-- TEXT SHOWN start --
Nested list Comparision with format string in python

Question

l = ["Youtube", "Instagram", "Facebook"]

a = [
    [
        "{} {}".format(i[2 * j : 2 * j + 1], i[2 * j + 1 : 2 * j + 2])
        for j in range(len(i) // 2)
    ]
    for i in l
]
print(a)

This will return

[['Y o', 'u t', 'u b'], ['I n', 's t', 'a g', 'r a'], ['F a', 'c e', 'b o', 'o k']]

How the above list I can join first character space with the second character, Please tell if i missing anything in the inner array List.

Below is the output I want the odd space with even character

[['Yuu otb'], ['Isar ntga'], ['Fcbo aeok']]

Answer 1

You could join slices of the strings as follows:

[[' '.join((s[:-1:2], s[1::2]))] for s in l]
# [['Yuu otb'], ['Isar ntga'], ['Fcbo aeok']]

Answer 2

I have combined zip and join

l = ["Youtube", "Instagram", "Facebook"]
a = [["{} {}".format(i[2 * j : 2 * j + 1], i[2 * j + 1 : 2 * j + 2])for j in range(len(i) // 2)]for i in l]
b = [[''.join(x) for x in zip(*i) if ''.join(x).replace(' ', '')] for i in a]
c = [' '.join(i) for i in b]
print(c)
-- TEXT SHOWN end --
-- GIVEN INFORMATION start --
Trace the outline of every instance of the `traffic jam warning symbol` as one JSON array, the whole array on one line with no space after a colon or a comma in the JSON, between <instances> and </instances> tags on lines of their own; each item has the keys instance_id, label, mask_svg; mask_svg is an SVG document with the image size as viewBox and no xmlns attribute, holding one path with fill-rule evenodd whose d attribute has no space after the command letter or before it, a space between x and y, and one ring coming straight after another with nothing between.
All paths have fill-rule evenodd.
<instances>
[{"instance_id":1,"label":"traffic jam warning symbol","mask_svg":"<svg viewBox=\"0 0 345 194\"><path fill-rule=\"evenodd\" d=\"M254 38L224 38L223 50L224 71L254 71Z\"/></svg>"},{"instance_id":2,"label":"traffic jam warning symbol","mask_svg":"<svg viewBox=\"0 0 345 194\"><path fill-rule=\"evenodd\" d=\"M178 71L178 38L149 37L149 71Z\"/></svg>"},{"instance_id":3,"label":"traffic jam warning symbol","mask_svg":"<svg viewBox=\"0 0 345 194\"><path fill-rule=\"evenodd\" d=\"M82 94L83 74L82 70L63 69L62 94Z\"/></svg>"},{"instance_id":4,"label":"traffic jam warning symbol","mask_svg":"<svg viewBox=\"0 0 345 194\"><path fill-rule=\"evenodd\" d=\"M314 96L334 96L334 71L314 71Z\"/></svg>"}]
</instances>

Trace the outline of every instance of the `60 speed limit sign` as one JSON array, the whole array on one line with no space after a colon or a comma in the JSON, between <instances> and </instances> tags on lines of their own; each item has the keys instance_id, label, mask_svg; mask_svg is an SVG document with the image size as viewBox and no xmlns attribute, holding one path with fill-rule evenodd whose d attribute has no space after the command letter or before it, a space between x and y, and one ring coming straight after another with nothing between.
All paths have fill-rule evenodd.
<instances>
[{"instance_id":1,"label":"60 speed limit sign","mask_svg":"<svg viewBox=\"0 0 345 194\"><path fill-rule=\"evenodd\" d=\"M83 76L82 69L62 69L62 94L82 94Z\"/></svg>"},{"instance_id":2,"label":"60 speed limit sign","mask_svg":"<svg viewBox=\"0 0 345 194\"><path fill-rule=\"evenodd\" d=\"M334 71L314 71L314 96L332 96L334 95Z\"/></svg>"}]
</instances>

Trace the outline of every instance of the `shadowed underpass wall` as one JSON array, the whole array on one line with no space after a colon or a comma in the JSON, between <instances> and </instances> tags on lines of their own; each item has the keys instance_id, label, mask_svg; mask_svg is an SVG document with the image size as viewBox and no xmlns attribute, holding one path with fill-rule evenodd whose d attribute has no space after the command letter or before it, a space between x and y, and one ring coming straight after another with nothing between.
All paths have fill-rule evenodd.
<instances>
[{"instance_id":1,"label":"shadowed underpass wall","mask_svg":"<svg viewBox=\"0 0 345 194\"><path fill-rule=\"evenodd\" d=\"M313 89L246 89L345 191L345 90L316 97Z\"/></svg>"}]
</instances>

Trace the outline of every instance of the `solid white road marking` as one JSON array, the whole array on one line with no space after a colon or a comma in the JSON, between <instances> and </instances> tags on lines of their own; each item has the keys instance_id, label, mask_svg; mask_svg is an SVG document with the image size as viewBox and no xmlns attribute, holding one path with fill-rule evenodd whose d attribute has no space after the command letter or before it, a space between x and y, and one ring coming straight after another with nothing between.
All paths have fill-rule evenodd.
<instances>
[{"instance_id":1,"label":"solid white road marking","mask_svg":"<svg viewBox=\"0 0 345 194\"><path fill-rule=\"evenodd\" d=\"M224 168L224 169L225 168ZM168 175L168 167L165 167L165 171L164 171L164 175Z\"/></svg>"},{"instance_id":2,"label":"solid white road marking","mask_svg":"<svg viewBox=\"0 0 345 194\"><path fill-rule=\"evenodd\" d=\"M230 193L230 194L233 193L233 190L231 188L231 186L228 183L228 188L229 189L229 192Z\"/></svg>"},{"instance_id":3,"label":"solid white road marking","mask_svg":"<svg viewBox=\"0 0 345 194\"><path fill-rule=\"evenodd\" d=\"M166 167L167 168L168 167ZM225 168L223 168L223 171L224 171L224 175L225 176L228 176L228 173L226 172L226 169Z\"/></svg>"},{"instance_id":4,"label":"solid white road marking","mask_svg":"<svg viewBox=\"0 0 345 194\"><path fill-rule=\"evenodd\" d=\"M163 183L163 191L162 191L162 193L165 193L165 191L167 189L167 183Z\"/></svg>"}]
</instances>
-- GIVEN INFORMATION end --
• **DESCRIPTION OF THE TASK**: Copy out the whole Python forum thread above, word for word.

• **FULL OUTPUT**:
Nested list Comparision with format string in python

Question

l = ["Youtube", "Instagram", "Facebook"]

a = [
    [
        "{} {}".format(i[2 * j : 2 * j + 1], i[2 * j + 1 : 2 * j + 2])
        for j in range(len(i) // 2)
    ]
    for i in l
]
print(a)

This will return

[['Y o', 'u t', 'u b'], ['I n', 's t', 'a g', 'r a'], ['F a', 'c e', 'b o', 'o k']]

How the above list I can join first character space with the second character, Please tell if i missing anything in the inner array List.

Below is the output I want the odd space with even character

[['Yuu otb'], ['Isar ntga'], ['Fcbo aeok']]

Answer 1

You could join slices of the strings as follows:

[[' '.join((s[:-1:2], s[1::2]))] for s in l]
# [['Yuu otb'], ['Isar ntga'], ['Fcbo aeok']]

Answer 2

I have combined zip and join

l = ["Youtube", "Instagram", "Facebook"]
a = [["{} {}".format(i[2 * j : 2 * j + 1], i[2 * j + 1 : 2 * j + 2])for j in range(len(i) // 2)]for i in l]
b = [[''.join(x) for x in zip(*i) if ''.join(x).replace(' ', '')] for i in a]
c = [' '.join(i) for i in b]
print(c)